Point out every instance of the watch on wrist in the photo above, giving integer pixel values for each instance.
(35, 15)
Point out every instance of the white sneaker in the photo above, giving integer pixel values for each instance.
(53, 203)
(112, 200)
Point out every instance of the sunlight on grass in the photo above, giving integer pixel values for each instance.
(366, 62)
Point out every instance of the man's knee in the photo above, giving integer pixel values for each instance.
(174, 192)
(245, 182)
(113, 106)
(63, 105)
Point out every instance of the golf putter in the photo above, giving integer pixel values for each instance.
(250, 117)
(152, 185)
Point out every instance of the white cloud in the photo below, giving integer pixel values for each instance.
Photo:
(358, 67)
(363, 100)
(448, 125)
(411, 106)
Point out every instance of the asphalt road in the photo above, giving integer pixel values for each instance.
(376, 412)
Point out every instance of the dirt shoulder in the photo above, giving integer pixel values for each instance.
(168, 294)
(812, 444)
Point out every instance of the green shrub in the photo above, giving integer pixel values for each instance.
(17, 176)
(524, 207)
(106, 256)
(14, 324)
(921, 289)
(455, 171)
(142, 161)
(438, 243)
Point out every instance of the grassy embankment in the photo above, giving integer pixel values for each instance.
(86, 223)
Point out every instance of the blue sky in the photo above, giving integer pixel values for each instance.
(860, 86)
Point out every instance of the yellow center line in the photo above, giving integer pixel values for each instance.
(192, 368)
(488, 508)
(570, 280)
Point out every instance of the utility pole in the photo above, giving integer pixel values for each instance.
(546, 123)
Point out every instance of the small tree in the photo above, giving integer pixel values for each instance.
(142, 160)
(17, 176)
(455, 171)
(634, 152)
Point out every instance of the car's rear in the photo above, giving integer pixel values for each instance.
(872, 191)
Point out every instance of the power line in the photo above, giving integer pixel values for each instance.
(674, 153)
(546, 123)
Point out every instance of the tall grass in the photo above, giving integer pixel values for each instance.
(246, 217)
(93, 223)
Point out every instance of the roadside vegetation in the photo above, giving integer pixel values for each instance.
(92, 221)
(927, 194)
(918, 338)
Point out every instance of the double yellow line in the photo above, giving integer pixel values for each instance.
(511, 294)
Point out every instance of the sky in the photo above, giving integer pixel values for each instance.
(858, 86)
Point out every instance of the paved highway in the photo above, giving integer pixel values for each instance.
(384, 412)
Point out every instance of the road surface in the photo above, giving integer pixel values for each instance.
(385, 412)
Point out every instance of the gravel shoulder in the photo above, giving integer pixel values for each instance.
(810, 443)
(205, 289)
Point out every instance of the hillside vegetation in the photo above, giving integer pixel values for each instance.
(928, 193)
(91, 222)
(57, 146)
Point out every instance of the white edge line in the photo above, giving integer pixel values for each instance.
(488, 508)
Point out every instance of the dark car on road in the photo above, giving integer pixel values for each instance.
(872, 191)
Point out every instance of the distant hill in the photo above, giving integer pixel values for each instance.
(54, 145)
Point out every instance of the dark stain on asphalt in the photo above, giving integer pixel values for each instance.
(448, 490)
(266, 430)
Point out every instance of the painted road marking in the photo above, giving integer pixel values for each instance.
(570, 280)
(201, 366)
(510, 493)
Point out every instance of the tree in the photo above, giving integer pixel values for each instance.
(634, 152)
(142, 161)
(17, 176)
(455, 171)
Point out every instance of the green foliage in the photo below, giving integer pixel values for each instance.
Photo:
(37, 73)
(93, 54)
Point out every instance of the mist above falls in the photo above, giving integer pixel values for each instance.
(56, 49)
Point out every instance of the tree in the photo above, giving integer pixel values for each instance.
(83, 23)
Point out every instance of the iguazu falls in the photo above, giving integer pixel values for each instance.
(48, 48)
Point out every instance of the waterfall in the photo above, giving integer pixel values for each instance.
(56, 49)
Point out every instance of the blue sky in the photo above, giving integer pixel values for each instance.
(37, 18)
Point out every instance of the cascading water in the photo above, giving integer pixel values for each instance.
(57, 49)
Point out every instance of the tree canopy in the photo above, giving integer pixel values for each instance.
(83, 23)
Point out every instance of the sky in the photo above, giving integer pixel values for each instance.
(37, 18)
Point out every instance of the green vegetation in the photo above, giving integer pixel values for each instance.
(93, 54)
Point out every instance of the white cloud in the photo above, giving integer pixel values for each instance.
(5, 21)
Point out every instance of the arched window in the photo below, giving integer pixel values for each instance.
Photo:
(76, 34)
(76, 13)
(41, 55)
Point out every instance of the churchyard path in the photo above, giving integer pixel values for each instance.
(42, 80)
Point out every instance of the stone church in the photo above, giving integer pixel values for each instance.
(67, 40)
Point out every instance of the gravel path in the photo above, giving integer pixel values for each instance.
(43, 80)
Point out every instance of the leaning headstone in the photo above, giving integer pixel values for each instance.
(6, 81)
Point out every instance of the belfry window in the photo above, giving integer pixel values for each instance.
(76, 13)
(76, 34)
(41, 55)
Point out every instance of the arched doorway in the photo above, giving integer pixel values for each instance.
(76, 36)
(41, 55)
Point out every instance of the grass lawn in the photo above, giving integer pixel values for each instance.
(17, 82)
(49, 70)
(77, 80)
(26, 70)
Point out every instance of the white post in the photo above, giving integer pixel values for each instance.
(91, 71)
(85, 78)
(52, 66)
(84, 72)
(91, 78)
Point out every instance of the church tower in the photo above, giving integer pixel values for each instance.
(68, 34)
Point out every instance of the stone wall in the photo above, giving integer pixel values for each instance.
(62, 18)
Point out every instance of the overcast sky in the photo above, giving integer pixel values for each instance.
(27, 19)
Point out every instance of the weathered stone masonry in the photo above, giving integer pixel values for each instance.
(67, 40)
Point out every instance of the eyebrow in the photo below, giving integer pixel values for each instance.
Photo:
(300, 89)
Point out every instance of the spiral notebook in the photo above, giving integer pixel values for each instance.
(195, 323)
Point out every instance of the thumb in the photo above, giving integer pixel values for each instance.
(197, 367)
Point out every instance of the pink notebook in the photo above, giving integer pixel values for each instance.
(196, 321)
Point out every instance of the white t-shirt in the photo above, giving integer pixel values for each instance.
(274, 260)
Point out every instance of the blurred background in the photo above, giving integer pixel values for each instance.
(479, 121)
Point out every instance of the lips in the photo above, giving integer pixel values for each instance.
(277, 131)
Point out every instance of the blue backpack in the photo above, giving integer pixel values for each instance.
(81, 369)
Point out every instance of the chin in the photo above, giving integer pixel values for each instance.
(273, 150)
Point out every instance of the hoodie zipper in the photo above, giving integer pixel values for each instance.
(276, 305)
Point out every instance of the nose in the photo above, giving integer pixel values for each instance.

**Brief**
Every line in the data above that contains the word "below" should be copied.

**Solution to this exercise**
Point out every instance of the white cloud in the photo below, giving integer pixel values for each instance.
Point out every instance of the green foliage in the photo below, giving integer pixel values for each instance.
Point out every instance of the arched window in the photo below, giving integer pixel values for each instance.
Point out every instance of the eyebrow in the photo below, giving integer pixel values for each instance.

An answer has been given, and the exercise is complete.